**Entries supplied:**
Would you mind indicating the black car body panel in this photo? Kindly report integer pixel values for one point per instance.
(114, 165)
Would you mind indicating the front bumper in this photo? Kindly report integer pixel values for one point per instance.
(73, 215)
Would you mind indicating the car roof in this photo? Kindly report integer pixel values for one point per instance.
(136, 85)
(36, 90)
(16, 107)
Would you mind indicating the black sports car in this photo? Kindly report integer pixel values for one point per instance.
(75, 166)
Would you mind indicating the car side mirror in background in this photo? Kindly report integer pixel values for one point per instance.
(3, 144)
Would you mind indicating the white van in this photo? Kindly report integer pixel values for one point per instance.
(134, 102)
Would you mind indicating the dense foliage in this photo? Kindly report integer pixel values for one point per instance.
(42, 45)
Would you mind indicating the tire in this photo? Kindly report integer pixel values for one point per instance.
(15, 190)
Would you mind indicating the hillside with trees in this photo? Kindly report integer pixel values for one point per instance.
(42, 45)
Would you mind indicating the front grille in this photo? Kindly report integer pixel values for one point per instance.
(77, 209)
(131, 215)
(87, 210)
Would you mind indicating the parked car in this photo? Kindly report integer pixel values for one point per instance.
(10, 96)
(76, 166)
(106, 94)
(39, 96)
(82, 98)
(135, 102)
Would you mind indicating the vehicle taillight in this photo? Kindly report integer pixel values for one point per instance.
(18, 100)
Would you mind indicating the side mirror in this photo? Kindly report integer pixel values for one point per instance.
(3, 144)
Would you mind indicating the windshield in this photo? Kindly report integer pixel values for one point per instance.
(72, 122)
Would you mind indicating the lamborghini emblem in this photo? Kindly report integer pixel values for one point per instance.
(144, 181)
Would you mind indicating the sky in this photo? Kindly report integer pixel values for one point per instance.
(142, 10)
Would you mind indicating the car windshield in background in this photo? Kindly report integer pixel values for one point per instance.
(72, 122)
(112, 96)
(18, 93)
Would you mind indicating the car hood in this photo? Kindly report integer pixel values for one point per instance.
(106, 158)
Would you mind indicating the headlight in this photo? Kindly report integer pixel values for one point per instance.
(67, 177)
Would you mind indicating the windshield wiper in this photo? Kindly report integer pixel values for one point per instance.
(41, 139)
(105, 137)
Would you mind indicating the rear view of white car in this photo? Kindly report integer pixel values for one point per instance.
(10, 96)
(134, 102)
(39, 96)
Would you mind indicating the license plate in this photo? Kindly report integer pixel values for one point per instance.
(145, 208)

**Exercise objective:** Could you go through all the records above, change each "Kindly" to "Please", and leave everything else in them unchanged?

**The output:**
Would you mind indicating the black car body panel in this photo? Please report integer pixel values for one point per instance.
(114, 165)
Would you mind indicating the front bumper in this photo? Please report integer pixel values for one point per instance.
(73, 215)
Would you mind indicating the car roof in this photo? Please report integer pixel values for one point per instance.
(136, 85)
(36, 90)
(16, 107)
Would you mind indicating the black sports car in this photo? Please report integer pixel values for one point per instance.
(75, 166)
Would you mind indicating the car side mirror in background in this photo? Please report integer pixel values for one point per instance.
(3, 144)
Would you mind indicating the white van in this photo? Please report integer pixel values for one point per instance.
(134, 102)
Would you mind indicating the dense foliage in this photo? Please report integer pixel values for one point per instance.
(42, 45)
Would you mind indicating the tire in this photo? Please report integer pixel values for one point per instance.
(15, 190)
Would you mind indicating the hillside with trees in this photo? Please report integer pixel values for one point per instance.
(42, 45)
Would you mind indicating the front grille in this photo? Please report integer pixel values for one point per instance.
(77, 209)
(131, 215)
(87, 210)
Would you mind indicating the parked car in this photo? Please report integer pixel values for one point per instance.
(10, 96)
(76, 166)
(106, 94)
(39, 96)
(82, 98)
(135, 102)
Would you mind indicating the vehicle taillight in this photo? Please report integer pixel values for one point per instance.
(18, 100)
Would you mind indicating the side mirror in this photo? Please report integer pixel values for one point per instance.
(3, 144)
Would you mind indicating the windshield in this photo? Please report integer pixel values for one point per instance.
(72, 122)
Would you mind indicating the lamborghini emblem in this photo? Please report integer pixel values for one point per instance.
(144, 181)
Would you mind indicating the sky in this photo? Please report integer pixel values for one point per instance.
(142, 10)
Would you mind indicating the car windshield in background in this photo? Please report integer pixel values for one point per instance.
(72, 122)
(112, 96)
(18, 93)
Would you mind indicating the car hood in this photo? Please report integer pixel values for one point per instance.
(106, 158)
Would you mind indicating the headlight in this photo? Please report integer pixel values for one point per instance.
(67, 177)
Would you mind indicating the windshield wiper in this photo? Please report integer pixel values for one point per instance.
(41, 139)
(105, 137)
Would you mind indicating the rear view of white car in this photo? Please report integer pixel values for one point per instance.
(10, 96)
(134, 102)
(39, 96)
Would you mind indicating the license plate in this photo? Please report integer pixel values for one point per instance.
(145, 208)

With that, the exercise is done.